# Short task:
Can you copy out the listing below word for word, leaving out the pictures?

# Record list:
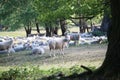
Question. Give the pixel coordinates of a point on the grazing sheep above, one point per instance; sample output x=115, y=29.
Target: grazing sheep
x=38, y=50
x=6, y=45
x=57, y=44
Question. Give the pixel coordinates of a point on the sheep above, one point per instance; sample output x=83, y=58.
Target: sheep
x=38, y=50
x=57, y=44
x=6, y=45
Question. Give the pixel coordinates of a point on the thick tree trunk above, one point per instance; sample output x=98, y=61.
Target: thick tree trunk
x=63, y=26
x=111, y=65
x=105, y=23
x=28, y=30
x=37, y=27
x=49, y=29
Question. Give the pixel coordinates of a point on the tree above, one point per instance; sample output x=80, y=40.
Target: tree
x=111, y=64
x=110, y=68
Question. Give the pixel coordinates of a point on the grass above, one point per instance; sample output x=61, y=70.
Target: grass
x=22, y=33
x=44, y=61
x=44, y=65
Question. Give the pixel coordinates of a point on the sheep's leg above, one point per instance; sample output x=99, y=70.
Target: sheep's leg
x=50, y=53
x=54, y=53
x=62, y=52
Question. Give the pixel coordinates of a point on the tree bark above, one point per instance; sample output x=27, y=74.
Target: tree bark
x=111, y=65
x=37, y=26
x=63, y=26
x=28, y=30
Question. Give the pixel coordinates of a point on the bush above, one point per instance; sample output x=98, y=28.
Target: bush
x=98, y=33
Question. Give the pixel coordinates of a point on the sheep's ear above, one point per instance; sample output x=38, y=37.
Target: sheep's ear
x=65, y=40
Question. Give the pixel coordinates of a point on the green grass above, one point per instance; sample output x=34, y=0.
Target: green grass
x=22, y=33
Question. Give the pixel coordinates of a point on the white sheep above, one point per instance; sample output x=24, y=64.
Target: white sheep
x=6, y=45
x=57, y=44
x=38, y=50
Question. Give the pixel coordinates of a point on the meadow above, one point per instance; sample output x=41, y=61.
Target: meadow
x=23, y=65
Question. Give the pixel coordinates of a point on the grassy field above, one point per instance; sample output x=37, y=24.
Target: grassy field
x=35, y=67
x=22, y=33
x=44, y=65
x=83, y=55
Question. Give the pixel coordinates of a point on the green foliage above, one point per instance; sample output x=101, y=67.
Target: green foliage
x=98, y=33
x=35, y=73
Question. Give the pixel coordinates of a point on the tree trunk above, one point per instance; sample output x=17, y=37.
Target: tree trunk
x=28, y=30
x=111, y=65
x=49, y=29
x=105, y=23
x=37, y=26
x=63, y=26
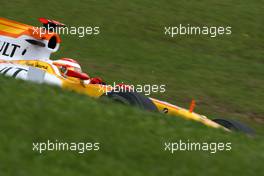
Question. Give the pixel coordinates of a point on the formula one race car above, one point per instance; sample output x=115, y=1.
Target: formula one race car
x=25, y=54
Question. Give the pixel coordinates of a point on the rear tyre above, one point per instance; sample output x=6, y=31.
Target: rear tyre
x=235, y=126
x=133, y=99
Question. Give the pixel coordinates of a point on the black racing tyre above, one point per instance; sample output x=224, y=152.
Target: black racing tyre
x=235, y=126
x=133, y=99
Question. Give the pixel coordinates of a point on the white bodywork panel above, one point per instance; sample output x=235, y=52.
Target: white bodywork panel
x=20, y=49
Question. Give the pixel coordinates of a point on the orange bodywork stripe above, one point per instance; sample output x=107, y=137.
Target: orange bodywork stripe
x=14, y=24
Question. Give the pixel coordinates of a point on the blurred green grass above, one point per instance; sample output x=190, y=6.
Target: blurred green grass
x=131, y=141
x=223, y=74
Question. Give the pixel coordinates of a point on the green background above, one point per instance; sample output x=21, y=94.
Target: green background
x=223, y=74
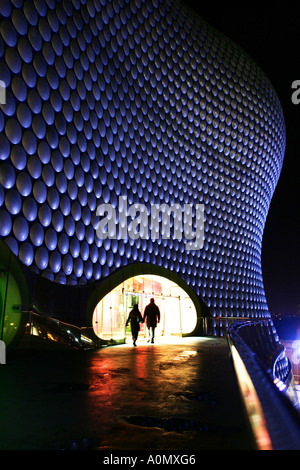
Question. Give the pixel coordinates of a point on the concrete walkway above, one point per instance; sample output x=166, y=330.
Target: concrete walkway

# Solution for this task:
Question. Give the pixel coordinates of a point on the grazing sheep above, one point per instance; sample output x=115, y=29.
Target: grazing sheep
x=38, y=50
x=6, y=45
x=57, y=44
Question. Give the pixel coordinates of a point on the sheep above, one point per instance; sample output x=83, y=58.
Target: sheep
x=38, y=50
x=57, y=44
x=6, y=45
Question. Give the pixel coordinates of a point on the thick tree trunk above, one point per instance; sample output x=98, y=61.
Target: thick tree trunk
x=63, y=26
x=111, y=65
x=105, y=23
x=28, y=30
x=37, y=27
x=49, y=29
Question. Give the pixel coordinates of a point on the tree above, one point per instance; sample output x=80, y=40.
Target: tree
x=111, y=64
x=110, y=68
Question. Give the pixel coordinates of a point on the grass above, one point per instance; sample output x=61, y=70.
Target: grass
x=22, y=33
x=44, y=61
x=44, y=65
Question. Give the pixel coordinates of a point on the sheep's leg above, one point per instance; sample output x=99, y=70.
Target: sheep's leg
x=50, y=53
x=54, y=53
x=62, y=52
Question. Give the pixel coordinates of a point on the tree bark above, one point per instance; sample output x=27, y=74.
Target: tree bark
x=111, y=65
x=37, y=26
x=63, y=26
x=28, y=30
Question. Give the pixel coordinates of a point on the bush above, one point per instance; sample output x=98, y=28.
Target: bush
x=98, y=33
Question. Give the pixel coordinates of a point on the sheep's ear above, one point per instance; sample output x=38, y=37.
Target: sheep's ear
x=65, y=40
Question. Give the pixel coordinates of a point on the green grass above, one point per instance; sample output x=34, y=0.
Target: green grass
x=22, y=33
Question. Give the pixel coordinates of a point on the white sheep above, one point per instance; sample output x=24, y=64.
Target: white sheep
x=6, y=45
x=57, y=44
x=38, y=50
Question. Give the pixel coordinates of a point on the meadow above, one point per instance; sample output x=41, y=61.
Target: meadow
x=23, y=65
Question. Give the pixel coordinates of a point on the grassy field above, one point per instance; sample output x=37, y=24.
Target: grassy field
x=35, y=67
x=22, y=33
x=44, y=65
x=83, y=55
Question. Give the pixel coordinates of a point on the green foliage above, one point per instance; sample output x=101, y=67.
Target: green foliage
x=98, y=33
x=35, y=73
Question. Give the pixel coordinates of a point on the tree trunk above, one point per instance; sample output x=17, y=37.
Target: tree trunk
x=28, y=30
x=111, y=65
x=49, y=29
x=105, y=23
x=37, y=26
x=63, y=26
Question. Give the pixel coordinates of a point on the formula one race car above, one point per instance; sample output x=115, y=1.
Target: formula one race car
x=25, y=54
Question. Give the pixel coordinates of a point on the rear tyre above, one point per instance; sample output x=6, y=31.
Target: rear tyre
x=235, y=126
x=133, y=99
Question. Give the pixel coordinates of a point on the black racing tyre above, one point per instance; sample output x=224, y=152.
Target: black racing tyre
x=235, y=126
x=133, y=99
Question. Give the pixel coordinates of a point on the white bodywork panel above, one point per instance; sample output x=235, y=52.
Target: white bodywork panel
x=20, y=49
Question. Give the pixel coordinates of a point on the orange bodywork stripe above, one point per instance; sample output x=107, y=137.
Target: orange bodywork stripe
x=14, y=24
Question. Give the pixel coordinates of a point on the blurred green grass above, one point per instance; sample output x=190, y=6.
Target: blurred green grass
x=131, y=141
x=223, y=74
Question. Give the pixel coordinates of a point on the green background above, one point per instance; sample output x=21, y=94.
Target: green background
x=223, y=74
Question. Give the pixel coordinates of a point on the concrete walkway above, one point per instance; sample output x=166, y=330.
Target: concrete walkway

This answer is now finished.